* [Records]:
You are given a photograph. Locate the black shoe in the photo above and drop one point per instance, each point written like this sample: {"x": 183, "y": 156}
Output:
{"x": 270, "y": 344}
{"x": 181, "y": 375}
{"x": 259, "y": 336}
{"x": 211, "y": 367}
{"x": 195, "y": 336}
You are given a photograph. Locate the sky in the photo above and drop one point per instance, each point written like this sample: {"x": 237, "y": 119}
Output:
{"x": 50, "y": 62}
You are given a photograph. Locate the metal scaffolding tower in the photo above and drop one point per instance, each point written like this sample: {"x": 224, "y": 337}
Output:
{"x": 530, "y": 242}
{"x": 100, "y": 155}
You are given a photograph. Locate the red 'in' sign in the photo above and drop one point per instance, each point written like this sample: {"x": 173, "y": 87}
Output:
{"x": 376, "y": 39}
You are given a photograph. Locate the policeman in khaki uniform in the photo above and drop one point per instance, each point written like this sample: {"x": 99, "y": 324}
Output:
---
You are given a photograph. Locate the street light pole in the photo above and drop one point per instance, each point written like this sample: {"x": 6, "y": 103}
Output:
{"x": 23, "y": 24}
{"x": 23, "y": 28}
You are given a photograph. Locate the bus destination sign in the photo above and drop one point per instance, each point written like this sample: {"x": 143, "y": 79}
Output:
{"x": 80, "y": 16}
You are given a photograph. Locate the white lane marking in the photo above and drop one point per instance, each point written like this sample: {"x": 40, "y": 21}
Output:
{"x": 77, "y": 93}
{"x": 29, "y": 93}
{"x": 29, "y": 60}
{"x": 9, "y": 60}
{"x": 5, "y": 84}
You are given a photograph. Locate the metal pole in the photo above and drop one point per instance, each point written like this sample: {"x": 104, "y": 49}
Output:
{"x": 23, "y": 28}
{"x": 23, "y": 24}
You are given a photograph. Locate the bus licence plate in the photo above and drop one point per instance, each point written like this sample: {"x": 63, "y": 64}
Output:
...
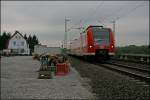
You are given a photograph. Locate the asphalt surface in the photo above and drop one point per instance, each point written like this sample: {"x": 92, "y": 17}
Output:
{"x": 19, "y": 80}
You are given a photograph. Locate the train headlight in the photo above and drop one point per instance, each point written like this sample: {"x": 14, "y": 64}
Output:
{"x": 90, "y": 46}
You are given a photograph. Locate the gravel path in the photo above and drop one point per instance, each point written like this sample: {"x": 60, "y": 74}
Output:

* [Directive]: List every line in the data above that contains the word "sign".

* [Written reply]:
You are given a photograph. Locate the red 'in' sign in the photo above and drop one point per instance, each point written like this sample: {"x": 173, "y": 87}
You are given a photograph. Locate the bus destination sign in the photo above and drop one point per instance, each point written like this sample: {"x": 143, "y": 79}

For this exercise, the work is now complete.